* _TEXT SEGMENT_:
########################################

Posted by Ishmael Chibvuri in Latest Articles!!!.

Everyone always wants to now what will be the best investments of each year. While tough to predict due to so many changing dynamics each year, we have identified nine stocks that we believe look very strong for the new year. We will break down our company’s Top Nine picks for 2013 with price targets and analysis.

Top Nine Investment Ideas

1. International Business Machines (IBM) –

2013 Price Target: $285

Potential Gain: 45-50%

Analysis: The company should have a very strong year after a flat 2012. The company should see cyclical strength with the upgrade of Power 7+ processors. Additionally, the flat growth in 2012 should allow for some very solid comparative rates. Additionally, the recent missteps of Dell (DELL) and Hewlett-Packard (HPQ) compared to the continued success of IBM show a strong, unique business model that can continue to thrive in changing market environments and spending trends. The company’s last major cycle of server shipments was in early 2010 with the Power 7 servers. The upgrade to the 7+ will increase a new spending cycle that we do not believe is appropriately priced into the stock. The company’s current PE sits at 13.5, which shows very strong value. We believe that IBM is ready for a strong year and is heavily undervalued. The company should see at least 15% growth in earnings in 2013, and it could be even higher based on the general market trends. With over 75% returns in the past five years, we believe IBM continues its strength in the new year.

########################################

* _SOURCE EXCERPT_:
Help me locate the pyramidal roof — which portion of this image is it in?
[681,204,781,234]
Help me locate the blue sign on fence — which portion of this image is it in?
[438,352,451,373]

########################################

* _REQUIRED WORK_: Please explain in one to three sentences why the post on 2013 stock picks expects the Power 7+ processor upgrade to help IBM's stock.

* _RESPONSE BELOW_: IBM's last major cycle of server shipments came in early 2010 with the Power 7 servers, so the upgrade to 7+ should bring cyclical strength and a new spending cycle. The writers believe this cycle is not appropriately priced into the stock.